#### SOURCE RECORDS:

— BEGIN —

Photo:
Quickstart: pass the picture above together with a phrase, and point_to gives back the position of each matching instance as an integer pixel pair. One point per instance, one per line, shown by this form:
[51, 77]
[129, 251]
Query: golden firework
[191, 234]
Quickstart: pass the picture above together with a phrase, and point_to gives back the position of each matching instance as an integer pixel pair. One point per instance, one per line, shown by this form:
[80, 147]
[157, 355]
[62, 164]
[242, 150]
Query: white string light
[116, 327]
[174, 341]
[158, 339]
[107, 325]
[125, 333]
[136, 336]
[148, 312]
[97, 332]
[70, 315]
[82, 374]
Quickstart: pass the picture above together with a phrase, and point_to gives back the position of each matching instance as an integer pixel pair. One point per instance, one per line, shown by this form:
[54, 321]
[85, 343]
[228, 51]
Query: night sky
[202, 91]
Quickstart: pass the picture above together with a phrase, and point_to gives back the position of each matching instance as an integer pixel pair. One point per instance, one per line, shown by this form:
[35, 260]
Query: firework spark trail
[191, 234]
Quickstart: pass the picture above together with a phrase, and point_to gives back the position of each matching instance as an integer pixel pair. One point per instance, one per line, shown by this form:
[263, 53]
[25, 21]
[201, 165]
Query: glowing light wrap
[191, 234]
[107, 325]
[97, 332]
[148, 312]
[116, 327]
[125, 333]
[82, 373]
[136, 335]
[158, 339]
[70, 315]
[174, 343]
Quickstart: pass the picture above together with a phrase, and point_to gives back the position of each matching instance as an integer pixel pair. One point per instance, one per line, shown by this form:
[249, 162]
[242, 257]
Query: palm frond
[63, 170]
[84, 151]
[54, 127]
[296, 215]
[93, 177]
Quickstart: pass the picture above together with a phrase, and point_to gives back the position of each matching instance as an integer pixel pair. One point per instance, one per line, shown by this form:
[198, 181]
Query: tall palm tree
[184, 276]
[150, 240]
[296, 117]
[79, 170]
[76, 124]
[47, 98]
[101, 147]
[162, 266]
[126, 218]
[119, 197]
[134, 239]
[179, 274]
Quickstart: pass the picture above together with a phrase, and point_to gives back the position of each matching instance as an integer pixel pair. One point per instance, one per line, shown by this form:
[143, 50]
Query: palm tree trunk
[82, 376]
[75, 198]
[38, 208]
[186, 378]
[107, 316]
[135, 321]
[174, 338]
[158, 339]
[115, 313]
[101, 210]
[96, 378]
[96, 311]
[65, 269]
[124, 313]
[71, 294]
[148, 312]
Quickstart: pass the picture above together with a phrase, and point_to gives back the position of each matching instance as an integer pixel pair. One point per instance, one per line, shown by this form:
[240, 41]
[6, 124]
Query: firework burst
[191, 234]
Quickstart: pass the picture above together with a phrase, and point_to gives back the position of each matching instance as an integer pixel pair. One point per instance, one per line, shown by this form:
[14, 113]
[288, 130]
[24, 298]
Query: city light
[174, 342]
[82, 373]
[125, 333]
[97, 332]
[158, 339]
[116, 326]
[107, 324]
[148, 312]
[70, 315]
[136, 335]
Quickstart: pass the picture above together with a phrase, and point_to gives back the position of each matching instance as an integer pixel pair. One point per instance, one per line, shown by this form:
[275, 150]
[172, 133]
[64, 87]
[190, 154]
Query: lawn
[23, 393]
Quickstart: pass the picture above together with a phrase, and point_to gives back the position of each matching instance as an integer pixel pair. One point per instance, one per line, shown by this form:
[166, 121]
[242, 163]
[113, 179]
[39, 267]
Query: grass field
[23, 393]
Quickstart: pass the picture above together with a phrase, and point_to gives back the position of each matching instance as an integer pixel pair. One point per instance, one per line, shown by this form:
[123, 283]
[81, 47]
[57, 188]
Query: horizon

— END —

#### WHAT YOU WILL DO:
Give the listing again, word for word.

#### ANSWER:
Photo:
Quickstart: pass the picture above together with a phrase, and point_to gives back the position of each matching instance as an integer pixel pair. One point per instance, one per line, shown by this form:
[51, 77]
[129, 251]
Query: golden firework
[191, 234]
Quickstart: pass the picture above together with a phrase, and point_to gives back the position of each matching instance as an integer pixel pair. One point per instance, one per line, shown by this form:
[80, 147]
[157, 355]
[62, 164]
[242, 150]
Query: white string light
[116, 327]
[174, 341]
[158, 339]
[107, 325]
[125, 333]
[136, 336]
[148, 312]
[97, 332]
[70, 315]
[82, 374]
Quickstart: pass the picture above together with a phrase, and point_to gives back the position of each matching instance as an integer pixel pair. One point per instance, one per line, shown by this form:
[54, 321]
[85, 343]
[228, 51]
Query: night sky
[202, 91]
Quickstart: pass the picture above together with a phrase, and point_to gives back the position of each matching instance as an integer pixel pair. One point per instance, one per line, shown by this form:
[35, 260]
Query: firework spark trail
[191, 234]
Quickstart: pass the picture above together with a phrase, and point_to gives back the position of each matching instance as an integer pixel pair. One point per instance, one per line, shown by this form:
[263, 53]
[25, 21]
[201, 165]
Query: glowing light wrap
[191, 234]
[107, 325]
[97, 332]
[148, 312]
[116, 327]
[125, 333]
[82, 373]
[136, 335]
[158, 339]
[70, 315]
[174, 343]
Quickstart: pass the picture above together with a phrase, and point_to gives back the position of each matching instance as an integer pixel pair. One point per instance, one per line, shown by this form:
[249, 162]
[242, 257]
Query: palm frond
[63, 170]
[84, 151]
[54, 127]
[296, 215]
[93, 177]
Quickstart: pass the picture above together with a phrase, and point_to gives back the position of each matching instance as an integer pixel pair. One point per instance, one per line, shown by this form:
[198, 181]
Query: tall palm tree
[184, 276]
[150, 240]
[296, 117]
[79, 170]
[76, 124]
[47, 98]
[101, 147]
[162, 266]
[126, 218]
[119, 197]
[134, 239]
[179, 274]
Quickstart: pass the picture above together with a phrase, and point_to gives back the position of each matching instance as an integer pixel pair. One point per instance, one per line, shown by this form:
[143, 50]
Query: palm tree trunk
[82, 376]
[75, 198]
[38, 208]
[186, 378]
[107, 316]
[135, 321]
[174, 338]
[158, 339]
[115, 313]
[101, 210]
[96, 378]
[96, 311]
[65, 269]
[124, 313]
[71, 294]
[148, 312]
Quickstart: pass the picture above together with a phrase, and point_to gives back the position of each matching instance as an integer pixel pair. One point per instance, one per line, shown by this form:
[240, 41]
[6, 124]
Query: firework burst
[191, 234]
Quickstart: pass the picture above together with a phrase, and point_to gives back the position of each matching instance as an integer pixel pair. One point per instance, one per line, shown by this form:
[14, 113]
[288, 130]
[24, 298]
Query: city light
[174, 342]
[82, 373]
[125, 333]
[97, 332]
[158, 339]
[116, 326]
[107, 324]
[148, 312]
[70, 315]
[136, 335]
Quickstart: pass the picture above together with a phrase, and point_to gives back the position of each matching instance as an integer pixel pair. One point per instance, one per line, shown by this form:
[275, 150]
[172, 133]
[64, 87]
[190, 154]
Query: lawn
[23, 393]
Quickstart: pass the picture above together with a phrase, and point_to gives back the position of each matching instance as an integer pixel pair. One point per instance, one per line, shown by this form:
[166, 121]
[242, 163]
[113, 179]
[39, 267]
Query: grass field
[23, 393]
Quickstart: pass the picture above together with a phrase, and point_to gives back the position of each matching instance as an integer pixel pair. One point per instance, one per line, shown by this form:
[123, 283]
[81, 47]
[57, 188]
Query: horizon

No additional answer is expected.